**Data to use**

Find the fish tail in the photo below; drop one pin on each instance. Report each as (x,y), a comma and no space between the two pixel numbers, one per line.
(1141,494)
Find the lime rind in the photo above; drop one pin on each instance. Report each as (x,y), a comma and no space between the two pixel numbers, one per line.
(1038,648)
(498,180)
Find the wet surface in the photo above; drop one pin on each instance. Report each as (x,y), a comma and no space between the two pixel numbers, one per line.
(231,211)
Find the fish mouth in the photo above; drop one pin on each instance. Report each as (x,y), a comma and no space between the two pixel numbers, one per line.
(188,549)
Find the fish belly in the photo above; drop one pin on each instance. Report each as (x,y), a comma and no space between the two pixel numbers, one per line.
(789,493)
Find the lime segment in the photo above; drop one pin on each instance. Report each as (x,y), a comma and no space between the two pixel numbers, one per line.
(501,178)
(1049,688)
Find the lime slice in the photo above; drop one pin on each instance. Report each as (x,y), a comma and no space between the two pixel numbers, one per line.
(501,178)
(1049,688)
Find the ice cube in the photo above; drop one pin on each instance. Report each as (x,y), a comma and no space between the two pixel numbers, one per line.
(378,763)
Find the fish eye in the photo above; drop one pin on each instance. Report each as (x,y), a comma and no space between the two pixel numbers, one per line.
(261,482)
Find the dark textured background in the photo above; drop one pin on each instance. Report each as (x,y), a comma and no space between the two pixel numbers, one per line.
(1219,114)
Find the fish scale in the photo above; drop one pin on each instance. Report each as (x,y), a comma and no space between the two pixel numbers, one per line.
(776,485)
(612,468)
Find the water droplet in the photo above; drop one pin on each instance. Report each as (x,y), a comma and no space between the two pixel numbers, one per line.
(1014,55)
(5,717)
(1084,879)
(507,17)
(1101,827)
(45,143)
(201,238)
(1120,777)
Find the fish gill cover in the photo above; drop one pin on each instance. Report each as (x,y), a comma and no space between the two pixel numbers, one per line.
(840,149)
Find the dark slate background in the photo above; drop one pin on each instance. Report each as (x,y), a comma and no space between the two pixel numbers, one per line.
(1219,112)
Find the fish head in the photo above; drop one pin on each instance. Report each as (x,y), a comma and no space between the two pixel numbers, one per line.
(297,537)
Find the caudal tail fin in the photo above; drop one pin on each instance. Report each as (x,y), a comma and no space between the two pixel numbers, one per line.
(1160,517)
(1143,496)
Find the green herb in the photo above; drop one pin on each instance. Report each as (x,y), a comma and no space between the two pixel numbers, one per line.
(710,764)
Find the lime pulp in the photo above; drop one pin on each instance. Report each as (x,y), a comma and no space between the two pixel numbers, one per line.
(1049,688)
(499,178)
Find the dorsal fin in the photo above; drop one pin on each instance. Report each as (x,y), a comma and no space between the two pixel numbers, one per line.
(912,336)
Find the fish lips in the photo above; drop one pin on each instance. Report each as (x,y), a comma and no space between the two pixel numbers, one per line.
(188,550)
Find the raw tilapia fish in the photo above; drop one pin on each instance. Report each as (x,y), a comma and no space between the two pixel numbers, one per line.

**Work to complete**
Retype all of the material above without changing anything.

**In response**
Find the fish tail in the photo below; drop one pin on each instance. Report each as (x,y), a comma and no space between the two pixel numbers, one per line.
(1141,494)
Find the lime rind in the photo above; drop one pin on each instance. Report each as (x,y), a comma and no space between the two pixel numbers, one per line.
(1038,648)
(498,180)
Find the wet surface in the photo above; drop one pin on each instance. Report each as (x,y), a comma and no space between the two pixel numbers, one per line.
(231,211)
Find the fish mouth in the photo above; drop one pin on each instance. Report each as (x,y), a comma and no space between the two pixel numbers, one per line.
(188,549)
Find the fish belly in the photo above; drop one pin on each instance. Report each as (x,y), a comma and no space between the two pixel numbers, one per line.
(789,493)
Find the lime segment in the photo above; drop one pin on each instance. Report each as (x,y), a comma and no space between the two pixel numbers, one per line.
(501,178)
(1049,688)
Find the lime slice in the photo above; drop one pin on each instance. Report each as (x,y), a comma and no space between the two pixel numbers, one per line.
(501,178)
(1049,688)
Find the ice cube in the photo above; drop one pin on each instance. Report each as (x,y), a comma and no space between the two pixel numbers, one per line.
(378,763)
Find the fish eye in the photo above; drop one pin on each instance. Report each as (x,y), a comma and no space between the two pixel numbers, one per line.
(261,482)
Find the dark textured background in the photo above; drop one pin on each instance. Report each as (x,y), a comma and no space between the two pixel numbers, one per line.
(1219,114)
Find the fish scale in the photo above; drop one pin on each instance. Report each as (x,y), a comma and no space between the two pixel numbers, one per line.
(776,485)
(612,468)
Find the water droplet in the photo above; drop one pin on each instance. Report each as (x,y), a comma and no space between the two pixel numbers, one per line.
(1014,55)
(5,717)
(1084,879)
(507,17)
(1101,827)
(45,143)
(201,238)
(1120,777)
Find the fish gill cover in the photo above; drop one pin on each instance. Report each as (x,y), a comma and no space between the two pixel numbers, one per line.
(840,149)
Find the dark slate background in the photo above; drop one pin on each instance. Report each as (x,y), a comma and no space between the two pixel numbers, one per line.
(1219,112)
Find the fish head in the photo above; drop one pin on each instance. Report each as (x,y), a comma and no space between the two pixel numbers, one per line.
(297,537)
Find the caudal tail fin in the photo above; drop one pin on each instance. Report each as (x,y), a comma and no space between the two pixel numbers, one per line.
(1160,517)
(1143,496)
Find the green herb in the photo above; drop one pin on each instance. Report each as (x,y), a comma and no space between the two pixel numbers, one per line.
(710,764)
Find the lime pulp in the photo above; drop one pin on each instance. Report each as (x,y), a comma and no space between the two pixel numbers, one per line.
(1049,688)
(499,178)
Find the dorsal fin in the photo above; drop one pin on each instance. Report each as (x,y), a comma and no space between the two pixel numbers, one per line.
(912,336)
Find the fish lips in the photo above; drop one pin on each instance. Report each as (x,y), a comma and no space between the two pixel numbers, one per line.
(188,550)
Find the raw tilapia fish in the photo above; drop one pin on each instance. Report each as (x,y), a comma and no space between the two pixel numbers, one per line.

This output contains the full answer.